**What the task requires**.
Swap "trousers" for "pants" in everything from the line containing "Indicate the station" down to the final line, then write out only those lines with nothing else altered.

════

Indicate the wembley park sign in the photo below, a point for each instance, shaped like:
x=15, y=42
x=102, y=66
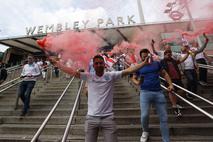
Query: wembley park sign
x=100, y=23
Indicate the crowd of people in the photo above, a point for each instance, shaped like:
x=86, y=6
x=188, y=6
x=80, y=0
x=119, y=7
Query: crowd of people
x=105, y=68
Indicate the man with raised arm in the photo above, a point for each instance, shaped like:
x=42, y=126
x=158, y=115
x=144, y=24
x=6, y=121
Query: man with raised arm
x=100, y=98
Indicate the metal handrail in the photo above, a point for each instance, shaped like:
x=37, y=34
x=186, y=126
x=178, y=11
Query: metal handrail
x=9, y=86
x=64, y=138
x=35, y=137
x=9, y=82
x=211, y=103
x=193, y=105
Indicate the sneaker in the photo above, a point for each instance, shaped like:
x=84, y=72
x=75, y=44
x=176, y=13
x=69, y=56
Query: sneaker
x=203, y=83
x=177, y=112
x=23, y=113
x=144, y=137
x=179, y=106
x=189, y=96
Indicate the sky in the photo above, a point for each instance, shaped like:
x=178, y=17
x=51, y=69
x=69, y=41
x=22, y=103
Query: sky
x=15, y=15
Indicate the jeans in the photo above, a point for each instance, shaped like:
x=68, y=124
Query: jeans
x=202, y=71
x=107, y=124
x=24, y=93
x=191, y=77
x=158, y=100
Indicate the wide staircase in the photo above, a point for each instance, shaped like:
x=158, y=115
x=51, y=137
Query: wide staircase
x=14, y=127
x=192, y=126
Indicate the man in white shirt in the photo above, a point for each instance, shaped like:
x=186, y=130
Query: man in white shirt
x=29, y=74
x=201, y=59
x=190, y=68
x=100, y=98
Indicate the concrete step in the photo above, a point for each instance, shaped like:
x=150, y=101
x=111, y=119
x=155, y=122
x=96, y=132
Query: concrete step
x=56, y=138
x=120, y=120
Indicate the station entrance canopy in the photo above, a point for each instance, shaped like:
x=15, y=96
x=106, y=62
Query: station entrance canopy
x=112, y=36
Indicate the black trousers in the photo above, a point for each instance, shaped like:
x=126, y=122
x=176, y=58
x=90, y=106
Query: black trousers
x=202, y=71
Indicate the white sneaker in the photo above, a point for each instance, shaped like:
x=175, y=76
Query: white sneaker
x=179, y=106
x=144, y=137
x=203, y=83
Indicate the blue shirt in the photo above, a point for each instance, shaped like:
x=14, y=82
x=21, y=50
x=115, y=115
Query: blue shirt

════

**Correct result**.
Indicate the station entrance canopy in the photo above, a point for each instance, shaped like:
x=15, y=96
x=106, y=62
Query: station entrance canopy
x=112, y=36
Indicate the black pants in the photo above, a point for each instance, shaped like:
x=126, y=122
x=176, y=58
x=90, y=106
Query: black pants
x=202, y=71
Indicate the white sneaker in the photo above, a point for each instance, shaped like:
x=175, y=76
Query: white sneaker
x=179, y=106
x=144, y=137
x=203, y=83
Indicate the blue shirt in the photo above, a point for each instance, shaped like:
x=14, y=82
x=21, y=50
x=115, y=115
Query: blue shirt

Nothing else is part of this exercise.